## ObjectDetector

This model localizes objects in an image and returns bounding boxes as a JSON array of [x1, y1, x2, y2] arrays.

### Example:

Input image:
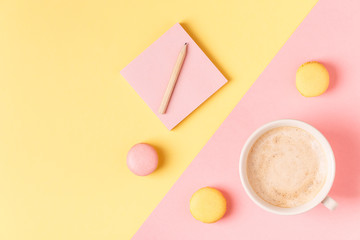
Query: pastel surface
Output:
[[190, 187, 226, 223], [134, 0, 360, 240]]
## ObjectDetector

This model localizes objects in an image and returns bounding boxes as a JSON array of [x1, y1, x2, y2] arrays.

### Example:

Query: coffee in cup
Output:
[[246, 126, 328, 208]]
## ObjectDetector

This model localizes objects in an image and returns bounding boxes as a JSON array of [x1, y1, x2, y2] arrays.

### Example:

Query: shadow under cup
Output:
[[239, 119, 337, 215]]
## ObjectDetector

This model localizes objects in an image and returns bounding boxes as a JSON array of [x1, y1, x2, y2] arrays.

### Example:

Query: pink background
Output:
[[134, 0, 360, 239], [121, 23, 226, 130]]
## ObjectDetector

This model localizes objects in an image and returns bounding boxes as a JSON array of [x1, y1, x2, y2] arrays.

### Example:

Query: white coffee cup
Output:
[[239, 119, 337, 215]]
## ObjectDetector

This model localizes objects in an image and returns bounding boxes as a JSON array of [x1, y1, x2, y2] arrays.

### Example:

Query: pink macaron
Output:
[[127, 143, 159, 176]]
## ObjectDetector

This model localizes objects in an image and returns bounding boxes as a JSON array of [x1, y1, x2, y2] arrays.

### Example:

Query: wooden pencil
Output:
[[159, 43, 188, 114]]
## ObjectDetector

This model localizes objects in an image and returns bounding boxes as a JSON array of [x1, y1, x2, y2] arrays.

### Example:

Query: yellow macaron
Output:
[[190, 187, 226, 223], [296, 62, 329, 97]]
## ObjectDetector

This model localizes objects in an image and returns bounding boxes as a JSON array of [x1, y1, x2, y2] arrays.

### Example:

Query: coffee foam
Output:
[[247, 127, 327, 208]]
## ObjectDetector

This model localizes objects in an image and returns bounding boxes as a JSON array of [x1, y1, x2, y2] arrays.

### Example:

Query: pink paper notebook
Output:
[[134, 0, 360, 240], [120, 24, 226, 130]]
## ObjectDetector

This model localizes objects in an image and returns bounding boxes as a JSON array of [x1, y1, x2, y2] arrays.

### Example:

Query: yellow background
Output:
[[0, 0, 316, 240]]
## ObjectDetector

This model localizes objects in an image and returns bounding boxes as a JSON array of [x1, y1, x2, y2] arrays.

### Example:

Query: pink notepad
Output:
[[121, 23, 227, 130]]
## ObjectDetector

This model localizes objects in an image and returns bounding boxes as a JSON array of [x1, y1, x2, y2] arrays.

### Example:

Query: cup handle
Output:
[[321, 196, 338, 211]]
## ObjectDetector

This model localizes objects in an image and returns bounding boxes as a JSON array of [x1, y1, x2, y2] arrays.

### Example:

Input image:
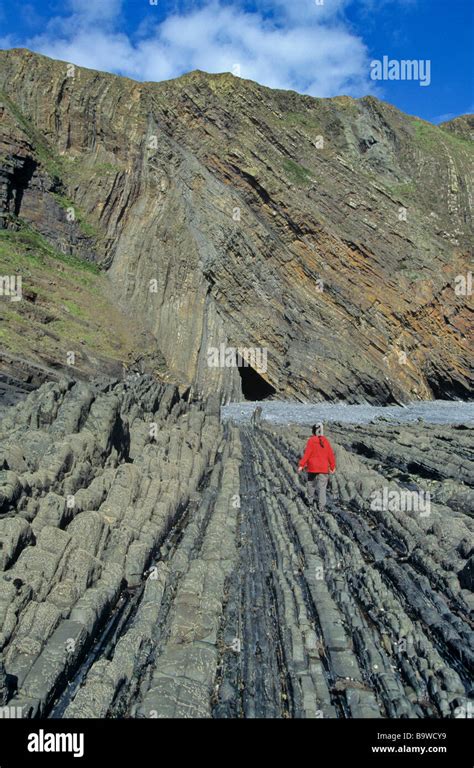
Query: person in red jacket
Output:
[[298, 424, 336, 512]]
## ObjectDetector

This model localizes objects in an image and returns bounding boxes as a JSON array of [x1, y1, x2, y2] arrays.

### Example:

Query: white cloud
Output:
[[11, 0, 373, 96]]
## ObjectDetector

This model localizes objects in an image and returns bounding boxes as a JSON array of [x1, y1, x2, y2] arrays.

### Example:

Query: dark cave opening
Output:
[[238, 365, 276, 400], [9, 157, 37, 216]]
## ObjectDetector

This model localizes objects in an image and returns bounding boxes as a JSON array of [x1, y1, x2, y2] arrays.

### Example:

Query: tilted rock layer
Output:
[[0, 50, 473, 403], [0, 376, 474, 718]]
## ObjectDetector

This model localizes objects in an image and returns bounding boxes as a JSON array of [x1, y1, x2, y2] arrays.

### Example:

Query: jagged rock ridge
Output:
[[0, 376, 474, 718], [0, 50, 473, 403]]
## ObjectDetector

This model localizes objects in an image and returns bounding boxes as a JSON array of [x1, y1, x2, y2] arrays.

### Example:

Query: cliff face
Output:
[[0, 50, 473, 402]]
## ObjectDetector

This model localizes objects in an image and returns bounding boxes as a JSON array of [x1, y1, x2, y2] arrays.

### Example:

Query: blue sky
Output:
[[0, 0, 474, 122]]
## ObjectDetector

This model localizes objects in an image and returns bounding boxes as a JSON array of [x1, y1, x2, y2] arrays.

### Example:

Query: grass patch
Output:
[[283, 157, 311, 186], [0, 220, 101, 275], [0, 90, 63, 179], [53, 192, 99, 237]]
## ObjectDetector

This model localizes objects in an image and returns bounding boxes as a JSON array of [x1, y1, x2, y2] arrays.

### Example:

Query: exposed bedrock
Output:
[[0, 50, 473, 403], [0, 376, 474, 718]]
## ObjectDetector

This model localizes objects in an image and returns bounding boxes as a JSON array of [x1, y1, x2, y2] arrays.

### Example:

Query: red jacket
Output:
[[299, 435, 336, 475]]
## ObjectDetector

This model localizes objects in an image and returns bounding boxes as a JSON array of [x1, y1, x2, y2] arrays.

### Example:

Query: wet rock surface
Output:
[[0, 376, 474, 718]]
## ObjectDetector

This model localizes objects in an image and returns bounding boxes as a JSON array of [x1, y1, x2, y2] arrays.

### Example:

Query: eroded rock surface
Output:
[[0, 376, 474, 718], [0, 50, 473, 404]]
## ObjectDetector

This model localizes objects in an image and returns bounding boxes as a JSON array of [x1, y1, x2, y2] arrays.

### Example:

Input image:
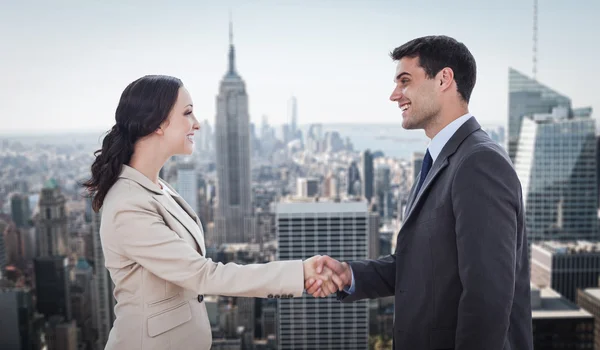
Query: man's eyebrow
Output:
[[395, 72, 410, 80]]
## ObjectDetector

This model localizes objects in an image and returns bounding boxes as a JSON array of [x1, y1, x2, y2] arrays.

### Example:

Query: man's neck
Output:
[[424, 106, 469, 140]]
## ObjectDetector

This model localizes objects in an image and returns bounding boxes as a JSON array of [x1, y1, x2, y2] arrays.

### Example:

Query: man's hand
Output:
[[303, 255, 344, 298], [304, 255, 352, 298]]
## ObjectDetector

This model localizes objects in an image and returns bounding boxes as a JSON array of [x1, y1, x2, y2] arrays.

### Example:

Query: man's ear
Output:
[[438, 67, 454, 91], [154, 120, 169, 136]]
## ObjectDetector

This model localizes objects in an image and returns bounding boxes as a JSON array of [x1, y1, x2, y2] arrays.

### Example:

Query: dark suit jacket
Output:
[[338, 118, 533, 350]]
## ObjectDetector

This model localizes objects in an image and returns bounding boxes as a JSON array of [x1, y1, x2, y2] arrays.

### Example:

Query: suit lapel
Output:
[[153, 194, 206, 254], [119, 164, 206, 254], [402, 117, 481, 227]]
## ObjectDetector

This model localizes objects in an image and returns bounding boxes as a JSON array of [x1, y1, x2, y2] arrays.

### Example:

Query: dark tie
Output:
[[415, 149, 433, 196]]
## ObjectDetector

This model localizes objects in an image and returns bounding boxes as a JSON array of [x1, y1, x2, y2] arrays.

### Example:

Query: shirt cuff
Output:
[[344, 266, 356, 294]]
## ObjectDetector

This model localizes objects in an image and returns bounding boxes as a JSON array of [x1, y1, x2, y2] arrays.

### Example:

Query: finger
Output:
[[304, 278, 315, 290], [316, 256, 325, 274], [321, 281, 336, 296], [331, 273, 346, 291], [306, 280, 323, 294]]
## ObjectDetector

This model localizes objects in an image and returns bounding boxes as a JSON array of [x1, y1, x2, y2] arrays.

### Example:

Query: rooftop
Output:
[[275, 197, 368, 214], [532, 241, 600, 255], [531, 284, 593, 319]]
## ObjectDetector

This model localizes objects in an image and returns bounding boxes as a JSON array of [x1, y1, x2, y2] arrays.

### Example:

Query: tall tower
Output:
[[276, 198, 368, 350], [515, 107, 598, 243], [288, 96, 298, 138], [177, 160, 198, 213], [215, 17, 254, 243], [35, 179, 69, 256], [508, 68, 571, 163], [91, 206, 116, 349], [360, 150, 374, 203]]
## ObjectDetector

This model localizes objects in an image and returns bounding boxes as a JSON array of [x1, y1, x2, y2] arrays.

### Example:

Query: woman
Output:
[[84, 76, 341, 350]]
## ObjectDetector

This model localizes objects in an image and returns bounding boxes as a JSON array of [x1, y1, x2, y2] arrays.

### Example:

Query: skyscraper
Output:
[[92, 209, 116, 349], [360, 150, 374, 203], [288, 96, 298, 139], [35, 179, 69, 256], [215, 18, 254, 243], [0, 288, 39, 350], [276, 199, 370, 350], [10, 193, 31, 227], [515, 107, 598, 242], [34, 256, 71, 321], [531, 241, 600, 302], [177, 161, 198, 213], [347, 162, 361, 196], [508, 68, 571, 162]]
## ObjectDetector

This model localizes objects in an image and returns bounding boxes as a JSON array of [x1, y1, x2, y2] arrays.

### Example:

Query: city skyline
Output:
[[0, 1, 600, 133]]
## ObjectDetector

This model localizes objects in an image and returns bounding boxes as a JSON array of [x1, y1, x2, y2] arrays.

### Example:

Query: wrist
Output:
[[342, 262, 352, 288]]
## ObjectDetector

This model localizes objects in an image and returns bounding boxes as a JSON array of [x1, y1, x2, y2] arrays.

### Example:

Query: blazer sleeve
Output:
[[103, 200, 304, 298], [452, 148, 521, 350], [337, 254, 396, 303]]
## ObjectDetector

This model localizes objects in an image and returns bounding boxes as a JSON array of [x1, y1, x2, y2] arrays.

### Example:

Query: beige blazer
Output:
[[100, 165, 304, 350]]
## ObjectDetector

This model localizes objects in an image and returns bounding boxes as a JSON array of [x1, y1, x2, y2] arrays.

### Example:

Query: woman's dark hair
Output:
[[82, 75, 183, 212]]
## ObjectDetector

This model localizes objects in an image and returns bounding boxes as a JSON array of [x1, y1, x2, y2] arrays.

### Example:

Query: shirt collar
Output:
[[427, 113, 471, 163]]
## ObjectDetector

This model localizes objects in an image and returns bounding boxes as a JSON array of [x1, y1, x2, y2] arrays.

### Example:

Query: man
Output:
[[305, 36, 533, 350]]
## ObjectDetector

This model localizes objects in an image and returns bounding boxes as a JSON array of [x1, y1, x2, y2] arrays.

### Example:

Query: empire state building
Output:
[[214, 22, 254, 244]]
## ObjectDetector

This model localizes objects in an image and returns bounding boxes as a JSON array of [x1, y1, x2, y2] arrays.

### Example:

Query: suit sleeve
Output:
[[452, 149, 521, 350], [338, 254, 396, 303], [103, 202, 304, 298]]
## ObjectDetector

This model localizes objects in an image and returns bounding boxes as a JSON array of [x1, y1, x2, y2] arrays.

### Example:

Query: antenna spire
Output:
[[229, 10, 233, 46], [533, 0, 538, 80]]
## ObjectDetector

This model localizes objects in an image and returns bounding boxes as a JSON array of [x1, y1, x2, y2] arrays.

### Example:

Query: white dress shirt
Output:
[[344, 113, 471, 294]]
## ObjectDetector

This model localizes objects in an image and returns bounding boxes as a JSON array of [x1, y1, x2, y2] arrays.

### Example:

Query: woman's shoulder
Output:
[[102, 178, 152, 212]]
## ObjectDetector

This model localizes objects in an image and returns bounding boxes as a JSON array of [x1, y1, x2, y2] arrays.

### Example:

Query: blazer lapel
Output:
[[154, 192, 206, 254], [402, 117, 481, 227], [119, 164, 206, 254]]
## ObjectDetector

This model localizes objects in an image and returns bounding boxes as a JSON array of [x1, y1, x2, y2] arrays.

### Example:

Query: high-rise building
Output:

◆ ◆ ◆

What is needed >>
Can you gather every line of the material above that contains the word "background" and copy each one out?

Result of this task >>
Query: pink background
Query: yellow background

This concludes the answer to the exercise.